En la cultura occidental, la tradición de los médicos escritores la inaugura el evangelista Lucas. El autor de uno de los sinópticos y –sobre todo– el autor de los Hechos de los apóstoles –a pesar de que, en origen, el opus lucanum configuraba una sola obra dividida en dos partes–. Desde entonces, se mantiene una fascinante correlación entre literatura y medicina. Un estrecho vínculo que tiene en nómina algunos apellidos insignes: Avicena, Maimónides, Arnau de Vilanova, François Rabelais, John Keats, Pío Baroja o L. F. Céline, pequeña síntesis de un listado inacabable. Ciertamente, un fenómeno de orden cultural que pide un estudio a fondo y que culmina, a mi parecer, en la figura de Anton Chéjov.

**EXPLORA EL MATERIAL**.
a – Copia los nombres de la lista de "apellidos insignes" que da el texto de estudio sobre médicos escritores.
b – En el texto de estudio, Lucas aparece como autor de uno de los sinópticos y de los Hechos de los apóstoles. ¿Qué matiz añade el texto a eso y con qué lo justifica?
No necesitas los datos para nada.

**DATOS GUARDADOS**.
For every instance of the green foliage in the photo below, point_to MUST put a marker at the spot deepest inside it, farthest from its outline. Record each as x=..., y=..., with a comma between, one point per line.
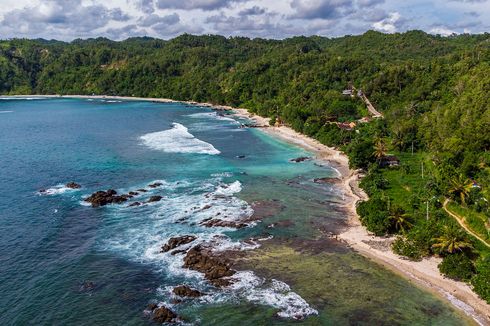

* * *

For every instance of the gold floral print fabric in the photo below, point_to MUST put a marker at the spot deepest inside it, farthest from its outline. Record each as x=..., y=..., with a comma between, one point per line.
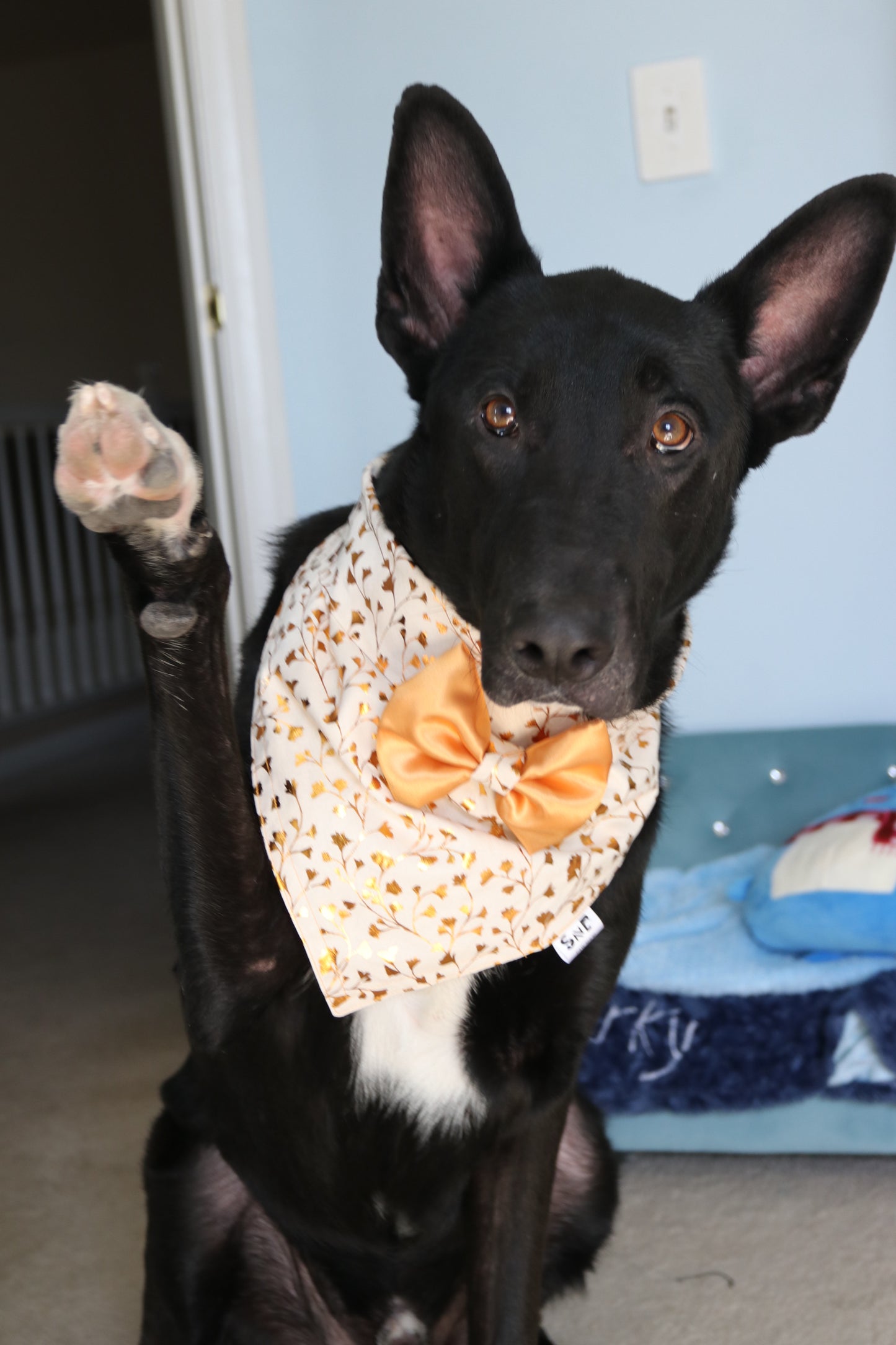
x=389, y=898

**RESPUESTAS POR TAREA**.
a – Avicena, Maimónides, Arnau de Vilanova, François Rabelais, John Keats, Pío Baroja y L. F. Céline.

b – El texto aclara que no se trata en realidad de dos obras separadas. En su origen, el opus lucanum era una sola obra dividida en dos partes.